> [EXTRACTED DATA]:
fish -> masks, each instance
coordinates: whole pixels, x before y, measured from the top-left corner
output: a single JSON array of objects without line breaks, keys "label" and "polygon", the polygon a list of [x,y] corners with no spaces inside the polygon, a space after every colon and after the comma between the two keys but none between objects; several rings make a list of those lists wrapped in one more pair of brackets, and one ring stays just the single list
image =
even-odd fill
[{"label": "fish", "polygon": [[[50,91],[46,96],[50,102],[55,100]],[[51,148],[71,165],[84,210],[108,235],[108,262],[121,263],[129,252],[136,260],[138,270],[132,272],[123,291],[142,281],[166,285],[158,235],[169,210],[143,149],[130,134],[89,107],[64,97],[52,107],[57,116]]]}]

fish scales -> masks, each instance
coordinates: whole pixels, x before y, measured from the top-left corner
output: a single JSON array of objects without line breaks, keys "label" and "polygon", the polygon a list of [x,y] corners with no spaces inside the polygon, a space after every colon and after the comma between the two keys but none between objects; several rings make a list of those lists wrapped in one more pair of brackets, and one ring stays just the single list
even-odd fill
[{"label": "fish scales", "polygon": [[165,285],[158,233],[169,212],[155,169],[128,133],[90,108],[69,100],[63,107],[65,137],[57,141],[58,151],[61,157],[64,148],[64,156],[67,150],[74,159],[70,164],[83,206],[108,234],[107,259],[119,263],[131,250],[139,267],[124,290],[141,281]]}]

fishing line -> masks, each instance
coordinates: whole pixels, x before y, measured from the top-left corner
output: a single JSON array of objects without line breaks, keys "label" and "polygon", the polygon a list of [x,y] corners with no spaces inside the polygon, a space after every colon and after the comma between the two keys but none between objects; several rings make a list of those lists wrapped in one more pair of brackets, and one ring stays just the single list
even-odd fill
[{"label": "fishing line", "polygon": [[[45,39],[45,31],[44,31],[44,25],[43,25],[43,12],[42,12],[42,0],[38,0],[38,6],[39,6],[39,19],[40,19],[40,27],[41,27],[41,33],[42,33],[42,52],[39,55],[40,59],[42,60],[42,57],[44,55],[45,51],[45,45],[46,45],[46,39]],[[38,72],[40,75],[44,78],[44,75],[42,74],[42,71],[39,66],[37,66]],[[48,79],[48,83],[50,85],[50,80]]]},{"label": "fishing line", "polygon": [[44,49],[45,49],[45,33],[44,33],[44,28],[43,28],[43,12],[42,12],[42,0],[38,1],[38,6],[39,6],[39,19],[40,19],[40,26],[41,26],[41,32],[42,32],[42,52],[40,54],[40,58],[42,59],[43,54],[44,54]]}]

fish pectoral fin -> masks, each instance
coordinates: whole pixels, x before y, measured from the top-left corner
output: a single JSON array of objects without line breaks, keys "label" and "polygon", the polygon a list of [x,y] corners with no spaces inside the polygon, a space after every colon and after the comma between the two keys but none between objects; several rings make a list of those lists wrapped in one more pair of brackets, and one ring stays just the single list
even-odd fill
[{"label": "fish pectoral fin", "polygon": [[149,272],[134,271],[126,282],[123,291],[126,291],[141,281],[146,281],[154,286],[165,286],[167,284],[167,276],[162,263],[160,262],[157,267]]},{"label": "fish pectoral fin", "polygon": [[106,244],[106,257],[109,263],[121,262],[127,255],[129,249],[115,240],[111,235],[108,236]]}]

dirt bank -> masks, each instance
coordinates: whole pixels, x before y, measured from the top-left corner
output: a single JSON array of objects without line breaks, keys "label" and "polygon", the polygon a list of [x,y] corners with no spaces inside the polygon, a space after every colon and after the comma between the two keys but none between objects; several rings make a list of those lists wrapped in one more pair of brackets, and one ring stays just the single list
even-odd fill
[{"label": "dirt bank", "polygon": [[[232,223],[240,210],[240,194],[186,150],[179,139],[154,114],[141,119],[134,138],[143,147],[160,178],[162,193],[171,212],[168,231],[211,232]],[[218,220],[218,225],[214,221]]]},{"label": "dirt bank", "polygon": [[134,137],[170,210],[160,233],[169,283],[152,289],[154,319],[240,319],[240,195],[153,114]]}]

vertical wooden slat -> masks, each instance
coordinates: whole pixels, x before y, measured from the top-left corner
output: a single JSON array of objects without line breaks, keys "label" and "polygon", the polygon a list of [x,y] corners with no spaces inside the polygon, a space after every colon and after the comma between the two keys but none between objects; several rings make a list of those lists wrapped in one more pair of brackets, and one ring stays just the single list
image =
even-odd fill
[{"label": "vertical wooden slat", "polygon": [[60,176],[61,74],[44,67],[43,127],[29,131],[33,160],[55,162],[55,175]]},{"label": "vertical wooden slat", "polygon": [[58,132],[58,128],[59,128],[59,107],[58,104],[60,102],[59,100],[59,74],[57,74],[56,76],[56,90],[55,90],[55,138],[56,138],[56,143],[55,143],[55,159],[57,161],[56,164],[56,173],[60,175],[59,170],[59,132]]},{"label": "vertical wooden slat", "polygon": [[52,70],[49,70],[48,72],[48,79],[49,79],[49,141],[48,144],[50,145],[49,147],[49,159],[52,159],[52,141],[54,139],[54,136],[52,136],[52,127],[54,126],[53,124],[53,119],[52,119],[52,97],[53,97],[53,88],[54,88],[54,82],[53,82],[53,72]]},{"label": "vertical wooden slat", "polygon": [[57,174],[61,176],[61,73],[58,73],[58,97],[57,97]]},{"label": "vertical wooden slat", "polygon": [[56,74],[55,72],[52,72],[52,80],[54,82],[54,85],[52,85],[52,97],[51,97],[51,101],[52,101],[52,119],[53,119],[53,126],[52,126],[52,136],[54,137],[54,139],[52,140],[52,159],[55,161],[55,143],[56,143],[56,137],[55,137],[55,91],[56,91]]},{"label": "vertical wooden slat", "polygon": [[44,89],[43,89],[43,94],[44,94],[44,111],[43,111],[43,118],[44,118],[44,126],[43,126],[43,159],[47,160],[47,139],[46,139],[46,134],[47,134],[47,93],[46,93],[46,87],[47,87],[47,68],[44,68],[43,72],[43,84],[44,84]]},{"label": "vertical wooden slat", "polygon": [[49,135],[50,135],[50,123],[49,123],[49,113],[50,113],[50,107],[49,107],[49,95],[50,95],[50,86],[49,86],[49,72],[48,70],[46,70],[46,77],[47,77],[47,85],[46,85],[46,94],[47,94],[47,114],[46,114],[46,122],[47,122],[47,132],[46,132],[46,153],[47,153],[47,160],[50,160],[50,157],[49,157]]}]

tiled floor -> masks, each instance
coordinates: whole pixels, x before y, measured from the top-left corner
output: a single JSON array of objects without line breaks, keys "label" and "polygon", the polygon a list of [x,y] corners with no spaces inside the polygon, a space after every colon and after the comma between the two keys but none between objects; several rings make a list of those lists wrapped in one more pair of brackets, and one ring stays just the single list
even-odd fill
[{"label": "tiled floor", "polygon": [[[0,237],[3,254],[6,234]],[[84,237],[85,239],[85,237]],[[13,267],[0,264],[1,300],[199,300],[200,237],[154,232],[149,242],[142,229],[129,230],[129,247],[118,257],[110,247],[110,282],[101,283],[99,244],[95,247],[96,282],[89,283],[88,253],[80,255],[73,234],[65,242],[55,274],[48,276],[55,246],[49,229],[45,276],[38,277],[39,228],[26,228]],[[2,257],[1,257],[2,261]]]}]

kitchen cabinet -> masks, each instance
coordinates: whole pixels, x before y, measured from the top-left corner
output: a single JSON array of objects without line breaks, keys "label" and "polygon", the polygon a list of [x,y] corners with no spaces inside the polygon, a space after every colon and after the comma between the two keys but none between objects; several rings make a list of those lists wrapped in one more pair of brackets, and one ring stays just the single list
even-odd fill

> [REQUIRED ACTION]: Reprint every entry exactly.

> [ANSWER SPACE]:
fish -> masks, each instance
coordinates: whole pixels, x before y, measured from the top-left corner
output: a single JSON array of objects without line breaks, keys "label" and "polygon", the polygon a list of [x,y] corners with no spaces inside the polygon, a space after every colon and after the comma between the two keys but none between objects; several rings make a list of those lists wrapped in one more pair of brackets, and one ring stays just the single list
image =
even-odd fill
[{"label": "fish", "polygon": [[[50,91],[46,96],[50,102],[55,100]],[[51,148],[71,165],[84,210],[108,235],[108,262],[121,263],[129,252],[136,260],[138,270],[132,272],[123,291],[142,281],[166,285],[158,235],[169,210],[143,149],[130,134],[89,107],[64,97],[52,107],[57,116]]]}]

fish scales -> masks, each instance
coordinates: whole pixels, x before y, measured from the top-left corner
output: a single JSON array of objects without line breaks, keys "label" and "polygon", the polygon a list of [x,y] corners with no spaces inside the polygon, a space after every colon and after the comma between the two keys but none between objects; several rings make a list of those lists wrapped in one more pair of brackets, and one ring stays just the single list
even-odd fill
[{"label": "fish scales", "polygon": [[165,285],[158,233],[169,212],[155,169],[128,133],[90,108],[69,100],[63,107],[65,137],[57,141],[58,151],[61,157],[64,148],[64,156],[67,150],[74,159],[70,164],[83,206],[108,234],[107,259],[119,263],[131,250],[139,267],[124,290],[141,281]]}]

fishing line -> masks, each instance
coordinates: whole pixels, x before y, measured from the top-left corner
output: a single JSON array of objects without line breaks, keys "label" and "polygon", the polygon a list of [x,y] corners with no spaces inside the polygon, a space after every colon and after the comma between the two keys but none between objects; several rings make a list of those lists wrapped in one more pair of brackets, and one ring stays just the single list
even-odd fill
[{"label": "fishing line", "polygon": [[[45,39],[45,31],[44,31],[44,25],[43,25],[43,12],[42,12],[42,0],[38,0],[38,6],[39,6],[39,19],[40,19],[40,27],[41,27],[41,33],[42,33],[42,52],[39,55],[40,59],[42,60],[42,57],[44,55],[45,51],[45,45],[46,45],[46,39]],[[38,72],[40,75],[44,78],[44,75],[42,74],[42,71],[39,66],[37,66]],[[48,79],[48,83],[50,85],[50,80]]]},{"label": "fishing line", "polygon": [[44,49],[45,49],[45,33],[44,33],[44,28],[43,28],[43,12],[42,12],[42,0],[38,1],[38,6],[39,6],[39,19],[40,19],[40,26],[41,26],[41,32],[42,32],[42,52],[40,54],[40,58],[42,59],[43,54],[44,54]]}]

fish pectoral fin -> masks, each instance
coordinates: whole pixels, x before y, measured from the top-left corner
output: a single JSON array of objects without line breaks, keys "label" and "polygon", the polygon a list of [x,y] corners with no spaces inside the polygon, a space after every colon and after the comma between the two keys but none between objects; several rings make a list of those lists wrapped in one more pair of brackets, and one ring stays just the single list
even-odd fill
[{"label": "fish pectoral fin", "polygon": [[149,272],[134,271],[126,282],[123,291],[126,291],[141,281],[146,281],[154,286],[165,286],[167,284],[167,276],[162,263],[160,262],[157,267]]},{"label": "fish pectoral fin", "polygon": [[106,244],[106,257],[109,263],[121,262],[127,255],[129,249],[115,240],[111,235],[108,236]]}]

dirt bank -> masks, each instance
coordinates: whole pixels, x before y, measured from the top-left corner
output: a single JSON array of objects without line breaks, keys "label" and "polygon", the polygon a list of [x,y] corners with no spaces inside the polygon, a space after every colon and after the comma between the two keys but none between objects; several rings make a list of those lists wrapped in one more pair of brackets, and one ring stays just the single list
even-odd fill
[{"label": "dirt bank", "polygon": [[[232,223],[240,210],[240,194],[186,150],[179,139],[154,114],[141,119],[134,138],[143,147],[160,178],[162,193],[171,212],[168,231],[211,232]],[[218,220],[218,225],[214,221]]]},{"label": "dirt bank", "polygon": [[134,137],[170,210],[160,233],[169,283],[152,289],[154,319],[240,319],[240,195],[153,114]]}]

vertical wooden slat -> masks, each instance
coordinates: whole pixels, x before y, measured from the top-left corner
output: a single JSON array of objects without line breaks, keys "label" and "polygon", the polygon a list of [x,y] corners with no spaces inside the polygon, a space after every colon and after the comma between the two keys but none between objects; several rings make a list of those lists wrapped in one more pair of brackets, and one ring stays just the single list
image =
even-odd fill
[{"label": "vertical wooden slat", "polygon": [[60,176],[61,74],[44,67],[43,127],[29,131],[33,160],[55,162],[55,175]]},{"label": "vertical wooden slat", "polygon": [[58,132],[58,128],[59,128],[59,107],[58,104],[60,102],[59,100],[59,74],[57,74],[56,76],[56,90],[55,90],[55,138],[56,138],[56,143],[55,143],[55,159],[57,161],[56,164],[56,173],[60,175],[59,170],[59,132]]},{"label": "vertical wooden slat", "polygon": [[52,70],[49,70],[48,72],[48,79],[49,79],[49,141],[48,144],[50,145],[49,147],[49,159],[52,159],[52,141],[54,139],[54,136],[52,136],[52,127],[54,126],[53,124],[53,119],[52,119],[52,97],[53,97],[53,88],[54,88],[54,82],[53,82],[53,72]]},{"label": "vertical wooden slat", "polygon": [[57,174],[61,176],[61,73],[58,73],[58,97],[57,97]]},{"label": "vertical wooden slat", "polygon": [[56,74],[55,72],[52,72],[52,80],[54,82],[54,85],[52,85],[52,97],[51,97],[51,101],[52,101],[52,119],[53,119],[53,126],[52,126],[52,136],[54,137],[54,139],[52,140],[52,159],[55,161],[55,143],[56,143],[56,137],[55,137],[55,91],[56,91]]},{"label": "vertical wooden slat", "polygon": [[44,89],[43,89],[43,94],[44,94],[44,111],[43,111],[43,118],[44,118],[44,126],[43,126],[43,159],[47,160],[47,139],[46,139],[46,134],[47,134],[47,93],[46,93],[46,87],[47,87],[47,68],[44,68],[43,72],[43,84],[44,84]]},{"label": "vertical wooden slat", "polygon": [[49,135],[50,135],[50,123],[49,123],[49,113],[50,113],[50,107],[49,107],[49,95],[50,95],[50,86],[49,86],[49,72],[48,70],[46,70],[46,77],[47,77],[47,85],[46,85],[46,94],[47,94],[47,114],[46,114],[46,122],[47,122],[47,132],[46,132],[46,153],[47,153],[47,160],[50,160],[50,157],[49,157]]}]

tiled floor -> masks, each instance
coordinates: whole pixels, x before y, measured from the top-left corner
output: a single JSON array of objects without line breaks, keys "label" and "polygon", the polygon a list of [x,y] corners with no spaces inside the polygon, a space after every colon and after the comma between the two keys but none between objects; several rings make a list of those lists wrapped in one more pair of brackets, and one ring stays just the single list
even-odd fill
[{"label": "tiled floor", "polygon": [[[0,237],[3,254],[6,234]],[[84,237],[85,239],[85,237]],[[13,267],[0,264],[1,300],[199,300],[200,237],[154,232],[149,242],[142,229],[129,230],[129,247],[118,257],[110,247],[110,282],[101,283],[99,244],[95,247],[96,282],[89,283],[88,253],[80,255],[73,234],[65,242],[55,274],[48,276],[55,246],[49,229],[45,276],[38,277],[39,228],[26,228]],[[2,257],[1,257],[2,261]]]}]

kitchen cabinet -> masks, each instance
coordinates: whole pixels, x before y, measured from the top-left corner
output: a single JSON array of objects without line breaks, keys "label" and "polygon", the polygon a list of [x,y] corners with no spaces inside the polygon, a space after every colon and after the comma between the two keys but none between objects; several rings make a list of those lists wrapped in one more pair of brackets, and one ring stays just the single list
even-odd fill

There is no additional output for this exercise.